Aim of the exercise
Give the data again, word for word.
■ ■ ■ ■ ■ ■ ■
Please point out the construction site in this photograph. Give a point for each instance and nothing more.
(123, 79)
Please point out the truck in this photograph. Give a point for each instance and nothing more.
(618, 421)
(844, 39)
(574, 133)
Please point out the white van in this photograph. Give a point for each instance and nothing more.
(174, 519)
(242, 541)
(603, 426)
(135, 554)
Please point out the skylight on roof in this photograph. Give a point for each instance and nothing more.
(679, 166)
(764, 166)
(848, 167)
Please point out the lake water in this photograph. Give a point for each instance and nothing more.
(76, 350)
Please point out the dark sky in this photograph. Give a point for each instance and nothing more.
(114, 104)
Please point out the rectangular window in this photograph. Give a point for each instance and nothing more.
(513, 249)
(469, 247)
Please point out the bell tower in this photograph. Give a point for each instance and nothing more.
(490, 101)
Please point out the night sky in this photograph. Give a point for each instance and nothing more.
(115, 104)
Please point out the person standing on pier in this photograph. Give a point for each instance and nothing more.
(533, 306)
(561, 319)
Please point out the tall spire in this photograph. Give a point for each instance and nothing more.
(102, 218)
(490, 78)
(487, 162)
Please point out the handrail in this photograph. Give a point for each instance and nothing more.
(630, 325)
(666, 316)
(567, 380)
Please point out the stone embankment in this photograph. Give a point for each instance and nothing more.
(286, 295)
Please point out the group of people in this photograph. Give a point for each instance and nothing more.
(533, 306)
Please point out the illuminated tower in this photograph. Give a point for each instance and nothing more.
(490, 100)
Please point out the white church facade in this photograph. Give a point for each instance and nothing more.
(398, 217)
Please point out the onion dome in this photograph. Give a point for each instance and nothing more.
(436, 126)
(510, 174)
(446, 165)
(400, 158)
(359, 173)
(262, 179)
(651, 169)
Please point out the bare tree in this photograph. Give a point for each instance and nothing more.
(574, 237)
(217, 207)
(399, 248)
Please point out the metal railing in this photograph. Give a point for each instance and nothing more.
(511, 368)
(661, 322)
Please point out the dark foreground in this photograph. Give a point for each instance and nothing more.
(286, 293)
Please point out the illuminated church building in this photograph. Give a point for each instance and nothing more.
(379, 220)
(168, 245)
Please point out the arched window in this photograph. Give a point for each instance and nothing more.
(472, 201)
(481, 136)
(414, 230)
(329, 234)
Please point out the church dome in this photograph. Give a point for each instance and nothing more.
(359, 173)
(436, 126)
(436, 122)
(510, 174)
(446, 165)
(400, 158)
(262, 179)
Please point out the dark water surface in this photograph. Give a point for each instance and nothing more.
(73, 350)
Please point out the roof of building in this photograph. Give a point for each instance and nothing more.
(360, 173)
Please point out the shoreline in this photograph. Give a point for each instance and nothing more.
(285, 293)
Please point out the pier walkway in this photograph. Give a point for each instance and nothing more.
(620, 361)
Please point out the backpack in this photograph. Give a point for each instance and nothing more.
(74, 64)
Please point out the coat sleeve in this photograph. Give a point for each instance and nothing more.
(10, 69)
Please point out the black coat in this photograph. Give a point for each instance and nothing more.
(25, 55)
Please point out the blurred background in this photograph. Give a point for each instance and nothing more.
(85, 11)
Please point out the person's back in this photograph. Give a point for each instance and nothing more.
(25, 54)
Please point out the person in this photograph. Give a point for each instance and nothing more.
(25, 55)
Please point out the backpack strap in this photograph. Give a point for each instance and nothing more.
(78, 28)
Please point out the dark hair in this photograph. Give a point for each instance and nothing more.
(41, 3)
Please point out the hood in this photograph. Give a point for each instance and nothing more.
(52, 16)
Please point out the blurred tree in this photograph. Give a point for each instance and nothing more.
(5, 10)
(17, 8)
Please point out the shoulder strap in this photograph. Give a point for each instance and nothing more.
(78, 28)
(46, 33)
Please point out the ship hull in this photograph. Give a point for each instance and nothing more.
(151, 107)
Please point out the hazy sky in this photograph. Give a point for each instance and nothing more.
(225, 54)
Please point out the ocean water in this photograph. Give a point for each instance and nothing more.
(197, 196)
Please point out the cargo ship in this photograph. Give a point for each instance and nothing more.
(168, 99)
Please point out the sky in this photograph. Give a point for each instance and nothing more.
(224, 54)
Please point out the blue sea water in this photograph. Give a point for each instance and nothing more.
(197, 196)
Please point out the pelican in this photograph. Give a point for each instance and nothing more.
■ ■ ■ ■ ■ ■ ■
Solution to the problem
Please point out the construction site in this photograph. Give a point for each instance and nothing more.
(123, 79)
Please point out the truck in this photograph. Give a point for each instance and nothing more.
(618, 421)
(844, 39)
(574, 133)
Please point out the white van in this photograph. Give a point for each instance and nothing more.
(174, 519)
(242, 541)
(603, 426)
(135, 554)
Please point out the skylight on roof in this photograph. Give a point for each instance and nothing more.
(679, 166)
(764, 166)
(848, 167)
Please point out the lake water in this photograph. Give a point for each instance and nothing more.
(76, 350)
Please point out the dark sky in this photograph. Give a point for each instance and nothing more.
(114, 104)
Please point out the rectangular window in this photograph. Give a point for each instance and nothing more.
(513, 249)
(469, 247)
Please point out the bell tower in this photograph. Give a point for each instance and nothing more.
(490, 101)
Please point out the night sky in this photograph. Give a point for each instance and nothing more.
(115, 104)
Please point out the person standing on pier in this photograph. Give a point for each instance and nothing more.
(533, 306)
(561, 319)
Please point out the tall spire in this photograph. Give a point for each instance and nothing more.
(102, 218)
(490, 78)
(487, 162)
Please point out the handrail in this photograph. Give a point for each instance and nothing more.
(630, 325)
(666, 316)
(567, 380)
Please point out the stone embankment in this photograph. Give a point for each instance and nothing more.
(286, 295)
Please point out the group of people in this photograph. Give a point for each instance and nothing more.
(533, 306)
Please point out the illuminated tower in this photograph. Give a point for each instance and nothing more.
(490, 100)
Please point out the white church facade in this photograph. Give a point for each instance and nothing more.
(398, 217)
Please point out the onion dome in this photograph. Give a point for each instance and nothing more.
(436, 126)
(510, 174)
(446, 165)
(400, 158)
(359, 173)
(262, 179)
(651, 169)
Please point out the bare tree in this photograph. Give a point for each instance and nothing more.
(574, 237)
(217, 207)
(399, 248)
Please point out the metal railing in this photograph. Give a point for each instance and nothing more.
(511, 368)
(661, 322)
Please point out the dark foreground in this photograph. Give a point for each instance and nothing more.
(286, 293)
Please point out the illuminated church building in this photograph. Give a point for each instance and nothing more.
(379, 220)
(168, 245)
Please point out the arched window in this photograph. Give a point for each instance and nothing more.
(472, 201)
(481, 136)
(414, 230)
(329, 234)
Please point out the church dome in this photograph. Give a point for each instance and nothing more.
(359, 173)
(436, 126)
(436, 122)
(510, 174)
(446, 165)
(400, 158)
(262, 179)
Please point out the dark water surface in this photograph. Give a point for each instance and nothing more.
(73, 350)
Please point out the roof of building in this photograph. Give a point for each instance and nothing more.
(360, 173)
Please point out the shoreline in this photograph. Give a point for each instance and nothing more.
(285, 293)
Please point out the pier walkway in this photograph. Give a point for each instance and nothing more.
(620, 361)
Please point out the backpack in this photograph. Give a point for each instance and nothing more.
(74, 64)
Please point out the coat sleeve in this photograph. Give a point for each instance and nothing more.
(10, 69)
Please point out the black coat in this photograph. Give a point for each instance and nothing more.
(25, 55)
Please point out the blurred background in this photograph. Give a point for each instance and nothing more.
(85, 11)
Please point out the person's back in this photograph. Give a point for each instance and nothing more.
(25, 54)
Please point out the person in this photograph. Give a point for each instance and nothing more.
(25, 55)
Please point out the backpack strap in this photograph. Give a point for each instance and nothing more.
(78, 28)
Please point out the dark hair in this photograph. Give a point for each instance and nothing more.
(41, 3)
Please point out the hood in this photograph. Give a point for each instance and nothing more.
(52, 16)
Please point out the blurred tree in this photograph. Give a point for each instance and nothing more.
(5, 10)
(17, 8)
Please point out the shoulder strap in this photograph. Give a point for each instance and nothing more.
(78, 28)
(46, 33)
Please point out the ship hull in this photograph. Give a point for each instance and nothing more.
(151, 107)
Please point out the hazy sky in this photograph. Give a point for each instance and nothing more.
(225, 54)
Please point out the ocean water in this photograph. Give a point for each instance and nothing more.
(197, 196)
Please point out the cargo ship in this photograph. Give a point for each instance and nothing more.
(168, 99)
Please point out the sky in this photograph. Give a point for each instance and nothing more.
(224, 54)
Please point out the blue sea water in this photograph. Give a point for each instance and nothing more.
(197, 196)
Please point out the pelican in this photograph. Give a point for each instance and nothing more.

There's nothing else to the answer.